## [Required task]
Copy out the rows that follow, substituting "telephone pole" for every occurrence of "utility pole" and keeping all other text unchanged.

## [Given entries]
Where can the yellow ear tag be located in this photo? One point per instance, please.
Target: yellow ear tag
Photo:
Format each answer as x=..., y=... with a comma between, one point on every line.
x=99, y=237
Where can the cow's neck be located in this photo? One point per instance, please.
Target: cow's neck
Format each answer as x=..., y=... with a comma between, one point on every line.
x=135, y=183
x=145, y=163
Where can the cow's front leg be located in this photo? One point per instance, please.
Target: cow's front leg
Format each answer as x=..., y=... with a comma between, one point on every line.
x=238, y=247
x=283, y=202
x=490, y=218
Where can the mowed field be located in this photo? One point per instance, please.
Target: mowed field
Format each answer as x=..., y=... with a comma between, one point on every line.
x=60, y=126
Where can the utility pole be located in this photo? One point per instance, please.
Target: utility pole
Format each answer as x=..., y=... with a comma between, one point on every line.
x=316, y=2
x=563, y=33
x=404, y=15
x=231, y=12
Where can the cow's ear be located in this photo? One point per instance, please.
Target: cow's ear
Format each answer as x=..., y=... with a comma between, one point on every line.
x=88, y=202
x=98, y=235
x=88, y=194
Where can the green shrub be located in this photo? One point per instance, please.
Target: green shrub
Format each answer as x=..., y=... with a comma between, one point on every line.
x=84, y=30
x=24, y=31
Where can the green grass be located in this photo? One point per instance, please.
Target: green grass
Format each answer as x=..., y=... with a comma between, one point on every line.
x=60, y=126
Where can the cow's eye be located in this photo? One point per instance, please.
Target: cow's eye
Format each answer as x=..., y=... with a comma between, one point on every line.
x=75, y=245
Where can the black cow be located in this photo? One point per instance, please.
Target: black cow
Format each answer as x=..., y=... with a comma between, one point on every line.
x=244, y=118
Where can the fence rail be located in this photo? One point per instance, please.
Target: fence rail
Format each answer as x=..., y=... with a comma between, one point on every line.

## [Response to the task]
Where can the yellow ear tag be located in this photo? One point per instance, please.
Target: yellow ear tag
Photo:
Format each answer as x=..., y=... with a comma between, one point on every line.
x=99, y=237
Where can the cow's neck be located in this photo? One point per instance, please.
Target: cow's neck
Format each answer as x=..., y=... with a comma between, one point on every line.
x=135, y=183
x=145, y=163
Where can the cow's front leg be located in this photo? One point per instance, please.
Target: cow's front leg
Format each answer as x=..., y=... with a comma between, one point on every line.
x=238, y=247
x=283, y=202
x=490, y=218
Where can the mowed field be located in this photo? One point per instance, please.
Target: mowed field
Format each answer as x=..., y=... with a comma between, one point on every line.
x=60, y=126
Where can the telephone pole be located in this photo? One point per instance, please.
Target: telephone pole
Format each answer as x=..., y=... with a comma between, one point on every line.
x=316, y=2
x=563, y=33
x=404, y=15
x=231, y=12
Where can the cow's ear be located in this photo? One point per instance, please.
Target: cow's ear
Format each answer as x=..., y=... with a comma between, one point on every line.
x=88, y=202
x=98, y=235
x=88, y=194
Where can the green shrub be located in this photo? One point per instance, please.
Target: green shrub
Format each answer as x=..., y=... with a comma between, one point on every line.
x=84, y=30
x=24, y=31
Where can the green grass be located in this photo? One point per instance, please.
Target: green grass
Format each answer as x=..., y=... with a comma between, one point on every line.
x=60, y=126
Where can the cow's eye be located in this photo? One point per instance, please.
Target: cow's eye
Format each answer as x=..., y=... with a comma between, one point on every line.
x=75, y=245
Where can the black cow be located in this photo? One point per instance, please.
Target: black cow
Format each answer as x=..., y=... with a comma between, one point on every line.
x=244, y=118
Where can the fence rail be located in this photo? One point per instance, please.
Target: fence rail
Format each answer as x=..., y=... with a comma between, one point on every line.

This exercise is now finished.